_What to work on_
Rewrite every row below as a numbered list, leaving out any blank lines.

_Records_

■ ■ ■ ■

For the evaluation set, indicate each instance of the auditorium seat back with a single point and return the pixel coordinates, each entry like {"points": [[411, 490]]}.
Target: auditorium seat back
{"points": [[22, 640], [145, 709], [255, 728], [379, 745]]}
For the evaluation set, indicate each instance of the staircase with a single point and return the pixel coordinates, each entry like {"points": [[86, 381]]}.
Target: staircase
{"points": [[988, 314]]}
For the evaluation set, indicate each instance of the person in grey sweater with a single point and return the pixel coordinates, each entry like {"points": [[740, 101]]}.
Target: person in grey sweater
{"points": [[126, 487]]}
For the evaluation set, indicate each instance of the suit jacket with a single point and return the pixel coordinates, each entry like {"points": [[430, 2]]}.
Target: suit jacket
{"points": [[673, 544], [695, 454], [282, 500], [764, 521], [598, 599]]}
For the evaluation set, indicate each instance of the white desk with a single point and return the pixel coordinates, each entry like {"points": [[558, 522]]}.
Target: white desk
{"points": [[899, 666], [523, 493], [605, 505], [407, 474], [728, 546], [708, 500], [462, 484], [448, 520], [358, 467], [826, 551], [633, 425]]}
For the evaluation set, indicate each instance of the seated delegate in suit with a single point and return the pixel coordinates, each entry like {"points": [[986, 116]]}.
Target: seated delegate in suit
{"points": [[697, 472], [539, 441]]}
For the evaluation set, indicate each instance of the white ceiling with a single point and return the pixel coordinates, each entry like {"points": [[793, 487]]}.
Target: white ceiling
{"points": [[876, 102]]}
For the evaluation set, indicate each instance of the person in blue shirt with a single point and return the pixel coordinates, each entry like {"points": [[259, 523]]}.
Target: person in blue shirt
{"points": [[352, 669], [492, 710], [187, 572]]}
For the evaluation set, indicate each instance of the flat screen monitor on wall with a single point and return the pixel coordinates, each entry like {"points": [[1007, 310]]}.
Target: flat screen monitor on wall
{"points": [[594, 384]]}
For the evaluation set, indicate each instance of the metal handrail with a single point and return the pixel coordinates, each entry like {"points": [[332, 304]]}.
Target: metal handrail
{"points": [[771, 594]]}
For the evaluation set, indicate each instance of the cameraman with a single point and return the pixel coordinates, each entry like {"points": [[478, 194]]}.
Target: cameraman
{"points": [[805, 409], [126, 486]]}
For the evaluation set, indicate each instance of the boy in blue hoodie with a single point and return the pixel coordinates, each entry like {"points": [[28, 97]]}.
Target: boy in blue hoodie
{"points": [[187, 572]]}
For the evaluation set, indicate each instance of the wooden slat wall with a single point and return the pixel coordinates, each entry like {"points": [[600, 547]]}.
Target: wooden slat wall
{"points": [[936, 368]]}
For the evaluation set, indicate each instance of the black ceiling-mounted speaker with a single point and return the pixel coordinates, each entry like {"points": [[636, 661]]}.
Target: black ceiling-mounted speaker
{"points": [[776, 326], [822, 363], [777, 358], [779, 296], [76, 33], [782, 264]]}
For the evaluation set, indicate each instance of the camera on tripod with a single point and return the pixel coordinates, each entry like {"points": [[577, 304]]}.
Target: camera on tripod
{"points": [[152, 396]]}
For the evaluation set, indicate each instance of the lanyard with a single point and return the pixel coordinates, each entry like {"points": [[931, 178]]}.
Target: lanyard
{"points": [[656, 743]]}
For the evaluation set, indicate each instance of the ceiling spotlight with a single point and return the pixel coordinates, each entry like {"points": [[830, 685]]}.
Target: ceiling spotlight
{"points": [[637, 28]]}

■ ■ ■ ■

_Solution to this task_
1. For the evaluation set, indicate each instance of the auditorium seat back with a single point and return the pixel coordinates, each entry like {"points": [[411, 490]]}.
2. Target: auditorium seat back
3. {"points": [[22, 640], [145, 709], [255, 728], [379, 745]]}
4. For the evaluation set, indicate each instance of the staircase with a single point and return the pixel coordinates, each entry like {"points": [[86, 381]]}.
5. Target: staircase
6. {"points": [[988, 314]]}
7. For the evaluation set, indicate each instance of the person in grey sweater with a single point and return the pixel coordinates, each entry like {"points": [[740, 101]]}.
8. Target: person in grey sweater
9. {"points": [[126, 487]]}
10. For the evaluation set, indicate each instance of the suit jacket with a single point and return the pixel coordinates, each entry like {"points": [[430, 2]]}.
11. Target: suit jacket
12. {"points": [[673, 544], [695, 454], [282, 500], [764, 521], [598, 599]]}
13. For the evaluation set, indicate each instance of the white desk with a single point and return the pixel coordinates, each entry like {"points": [[558, 522]]}.
14. Target: white desk
15. {"points": [[899, 666], [523, 493], [605, 505], [407, 474], [728, 546], [708, 500], [462, 484], [448, 520], [358, 467], [826, 551], [633, 425]]}
16. For the evaluation set, indicate each instance of the seated delegate in suit with a single point and return the pixel coordinates, each entry like {"points": [[986, 116]]}.
17. Target: seated delegate in suit
18. {"points": [[697, 472], [539, 441]]}
19. For the evaluation set, indicate each instance of the white ceiling with a single point and return the pixel coordinates, each entry like {"points": [[793, 487]]}.
20. Target: white ceiling
21. {"points": [[876, 102]]}
22. For the evaluation set, indicate each instance of the person in blue shirt with a single point and return the pixel coordinates, each entry like {"points": [[259, 523]]}.
23. Target: person in blue shirt
24. {"points": [[352, 669], [492, 710], [187, 572]]}
25. For the evaluation set, indicate each instance of the flat screen monitor on wall with a single point and return the pixel coordinates, each entry like {"points": [[1007, 310]]}.
26. Target: flat screen monitor on wall
27. {"points": [[594, 384]]}
28. For the evaluation set, indicate each instance of the metal handrail with a single point and return the pixel coordinates, each entry like {"points": [[332, 304]]}.
29. Target: metal handrail
30. {"points": [[771, 594]]}
31. For the evaluation set, indicate each instance of the cameraman with a single point and return the pixel coordinates, each entry like {"points": [[478, 194]]}.
32. Target: cameraman
33. {"points": [[805, 409], [126, 486]]}
34. For the evaluation set, indicate each instance of the boy in blue hoodie with a single point and return the pixel coordinates, each entry like {"points": [[28, 97]]}.
35. Target: boy in blue hoodie
36. {"points": [[187, 572]]}
37. For the evaluation set, indicate each instance of the wooden slat wall with a single point and return the pixel coordinates, each entry like {"points": [[600, 547]]}.
38. Target: wooden slat wall
39. {"points": [[936, 368]]}
40. For the evaluation set, indicate each instance of the black ceiling-mounted speaker with a single point and return the pixel coordinates, each entry like {"points": [[636, 661]]}.
41. Target: black ceiling-mounted speaker
42. {"points": [[776, 326], [822, 363], [777, 358], [779, 296], [76, 33], [782, 264]]}
43. For the evaluation set, indicate each instance of the camera on tripod with a single point and return the pixel coordinates, each entry like {"points": [[577, 304]]}.
44. Target: camera on tripod
45. {"points": [[152, 396]]}
46. For the evaluation set, indicate each instance of the lanyard with a single point and return the pixel coordinates, each entry like {"points": [[931, 178]]}.
47. Target: lanyard
48. {"points": [[656, 743]]}
49. For the evaluation set, indicate each instance of the ceiling spotlight with a single point and return the pixel coordinates, each entry like {"points": [[830, 685]]}.
50. Target: ceiling spotlight
51. {"points": [[637, 28]]}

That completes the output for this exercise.